_AIM:_ Reproduce the data below verbatim, from the line that contains "TARGET = blue sky" up to and including the final line of the data.

(Records of labeled points)
▼▼▼

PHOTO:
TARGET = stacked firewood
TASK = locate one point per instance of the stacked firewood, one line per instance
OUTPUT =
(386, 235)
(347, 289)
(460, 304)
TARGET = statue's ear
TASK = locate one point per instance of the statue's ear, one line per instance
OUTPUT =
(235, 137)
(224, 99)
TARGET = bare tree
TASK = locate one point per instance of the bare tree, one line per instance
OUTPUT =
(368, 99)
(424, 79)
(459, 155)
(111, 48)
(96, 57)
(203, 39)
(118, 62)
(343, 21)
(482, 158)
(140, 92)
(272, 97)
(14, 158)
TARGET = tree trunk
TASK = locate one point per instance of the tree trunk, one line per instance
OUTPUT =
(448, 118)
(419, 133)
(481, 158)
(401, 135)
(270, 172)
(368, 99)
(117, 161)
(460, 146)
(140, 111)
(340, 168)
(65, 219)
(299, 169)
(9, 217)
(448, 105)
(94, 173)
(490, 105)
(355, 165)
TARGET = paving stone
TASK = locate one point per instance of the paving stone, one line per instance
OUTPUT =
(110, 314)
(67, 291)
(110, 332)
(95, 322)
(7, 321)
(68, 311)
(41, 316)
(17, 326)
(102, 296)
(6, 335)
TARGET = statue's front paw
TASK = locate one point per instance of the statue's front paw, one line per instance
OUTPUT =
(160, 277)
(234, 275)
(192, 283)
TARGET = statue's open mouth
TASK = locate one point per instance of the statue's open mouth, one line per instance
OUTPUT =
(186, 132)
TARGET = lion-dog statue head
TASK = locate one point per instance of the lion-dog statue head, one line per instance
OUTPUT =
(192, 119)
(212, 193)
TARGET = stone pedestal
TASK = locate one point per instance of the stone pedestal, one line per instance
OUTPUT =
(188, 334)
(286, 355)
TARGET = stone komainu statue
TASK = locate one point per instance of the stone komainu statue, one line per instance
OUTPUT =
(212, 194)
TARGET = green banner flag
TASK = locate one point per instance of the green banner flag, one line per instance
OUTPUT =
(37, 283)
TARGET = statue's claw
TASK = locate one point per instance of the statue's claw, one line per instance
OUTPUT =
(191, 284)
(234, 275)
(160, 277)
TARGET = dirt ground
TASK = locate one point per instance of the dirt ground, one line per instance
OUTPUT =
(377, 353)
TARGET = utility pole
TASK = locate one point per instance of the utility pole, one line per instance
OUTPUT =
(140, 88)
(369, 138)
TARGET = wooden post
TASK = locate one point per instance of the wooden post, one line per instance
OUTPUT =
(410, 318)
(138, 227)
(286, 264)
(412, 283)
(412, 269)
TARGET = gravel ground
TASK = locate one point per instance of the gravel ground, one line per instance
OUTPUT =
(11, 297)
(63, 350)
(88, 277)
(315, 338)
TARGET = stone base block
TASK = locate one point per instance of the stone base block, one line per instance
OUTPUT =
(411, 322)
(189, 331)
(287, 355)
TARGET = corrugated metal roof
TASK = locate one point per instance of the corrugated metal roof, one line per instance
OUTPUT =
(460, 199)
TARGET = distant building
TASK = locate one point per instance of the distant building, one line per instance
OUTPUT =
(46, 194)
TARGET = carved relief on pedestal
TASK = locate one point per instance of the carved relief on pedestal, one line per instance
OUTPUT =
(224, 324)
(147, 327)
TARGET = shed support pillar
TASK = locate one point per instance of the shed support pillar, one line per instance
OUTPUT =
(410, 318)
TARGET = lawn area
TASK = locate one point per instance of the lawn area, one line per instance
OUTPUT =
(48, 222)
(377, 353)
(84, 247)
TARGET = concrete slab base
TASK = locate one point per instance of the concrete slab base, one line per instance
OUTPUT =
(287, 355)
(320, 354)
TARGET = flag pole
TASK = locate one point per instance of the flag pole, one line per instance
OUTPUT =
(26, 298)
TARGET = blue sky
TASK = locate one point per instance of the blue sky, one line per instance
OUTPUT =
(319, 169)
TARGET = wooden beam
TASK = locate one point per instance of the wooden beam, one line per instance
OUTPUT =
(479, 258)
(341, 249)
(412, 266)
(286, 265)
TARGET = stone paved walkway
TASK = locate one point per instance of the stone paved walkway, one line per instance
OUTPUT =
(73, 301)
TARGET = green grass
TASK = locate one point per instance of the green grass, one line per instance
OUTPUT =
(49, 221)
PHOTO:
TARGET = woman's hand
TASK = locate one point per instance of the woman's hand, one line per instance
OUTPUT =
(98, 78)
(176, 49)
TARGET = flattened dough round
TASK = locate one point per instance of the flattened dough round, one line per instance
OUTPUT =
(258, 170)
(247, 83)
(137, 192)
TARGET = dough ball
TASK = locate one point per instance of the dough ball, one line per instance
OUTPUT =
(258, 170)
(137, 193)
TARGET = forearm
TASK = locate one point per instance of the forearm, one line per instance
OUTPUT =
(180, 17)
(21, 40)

▲▲▲

_ANSWER FOR THE TASK:_
TARGET = blue sky
TASK = locate one point per instance of the blue sky, one line per instance
OUTPUT =
(319, 169)
TARGET = wooden beam
TASK = locate one point per instance of the wooden beam, one line per instance
OUTPUT =
(479, 258)
(341, 249)
(412, 266)
(286, 265)
TARGET = stone paved walkway
TASK = locate one point per instance of the stone paved walkway, one line per instance
OUTPUT =
(73, 301)
TARGET = green grass
TASK = locate one point per instance of the green grass, one line per instance
OUTPUT =
(49, 221)
PHOTO:
TARGET = woman's hand
TASK = locate one point per instance of the woman's hand, one line per instance
OUTPUT =
(98, 78)
(176, 49)
TARGET = flattened dough round
TASK = locate one point per instance of the flattened dough round, one line per instance
OUTPUT =
(258, 170)
(247, 83)
(137, 192)
TARGET = dough ball
TASK = locate one point per instance of the dough ball, one line per instance
OUTPUT =
(258, 170)
(137, 193)
TARGET = forearm
TASK = locate one point per instance of the forearm, one line per instance
OUTPUT =
(180, 17)
(21, 40)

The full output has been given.